--- Document extract ---
The NHS, Tesco and ten year old children.
Many years ago, more years ago than I care to remember, Wat Tyler (Burning our Money), James Bartholomew (The Welfare State We’re In) and Dr Crippen were at the same College at the same university. This was before blogging, before the internet, before even word processors. Dr Crippen used a typewriter and Snowpaque. Lots of Snowpaque.
It is a strange co-incidence – and it is a co-incidence, for there has been no discussion - that many years later there should be a meeting of minds when each of us considers ten years of mismanagement of the NHS, culminating in the recent MTAS debacle.
The NHS BLOG DOCTOR position has always been that:
A reasonable standard of health care should be available to all within a reasonable period of time without regard to income or status.Nothing controversial there.
Day after day, all around me in the NHS, I see waste, complacency, mismanagement, financial profligacy and abuse. The controversy comes when I put forward my now unshakable belief that we must make a start by introducing a front end charge for health care, safety netted for those who genuinely cannot afford to pay. In simple terms there should be a “fee at the point of entry.”
Look again at the shortest and wisest post of the year on health care economics from “The Welfare State We’re In” - not from James Bartholomew himself, but from his ten year old daughter:
"When I was on holiday with mummy in Spain, when mummy was paying I didn't mind what I bought! But then she gave me 50 euros of my own to spend and then I didn't buy things in case, later on, I found something I liked better."Yesterday, we celebrated the demise of MTAS, but there is still much to be done. There are still thirty thousand careers to sort out. And then we must consider the cost of this debacle. Wat Tyler has begun his investigation. His starting figure is £6.3 million, but he will be travelling a long way north of that.

--- Action item ---
In the blog post above, what is Wat Tyler's starting figure for the cost of the MTAS debacle?

--- Provided material ---

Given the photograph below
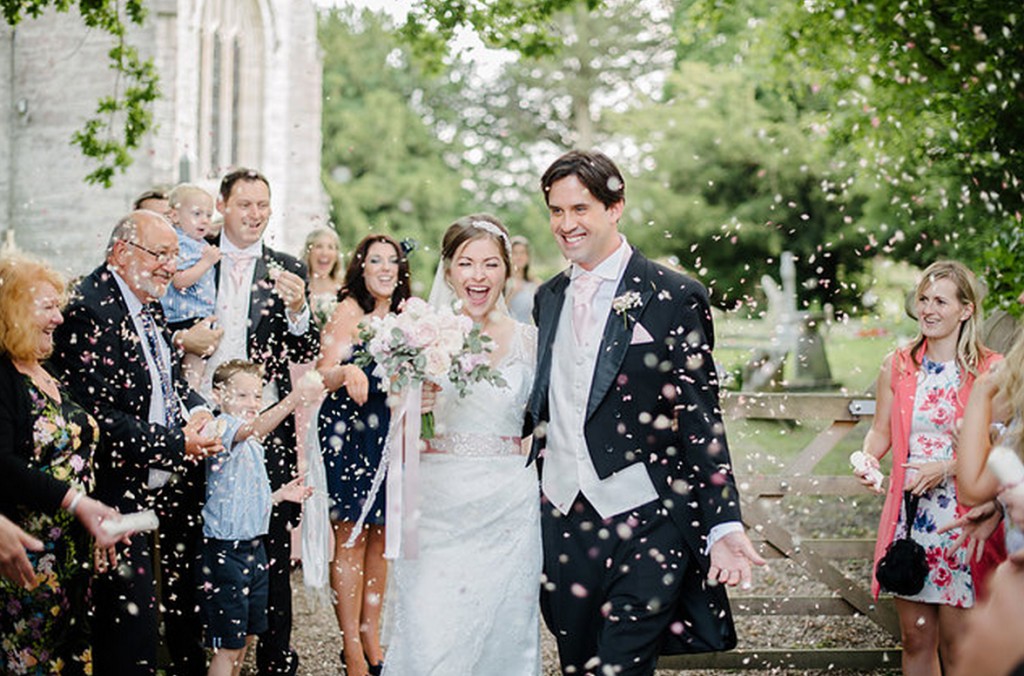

--- Finished task ---
£6.3 million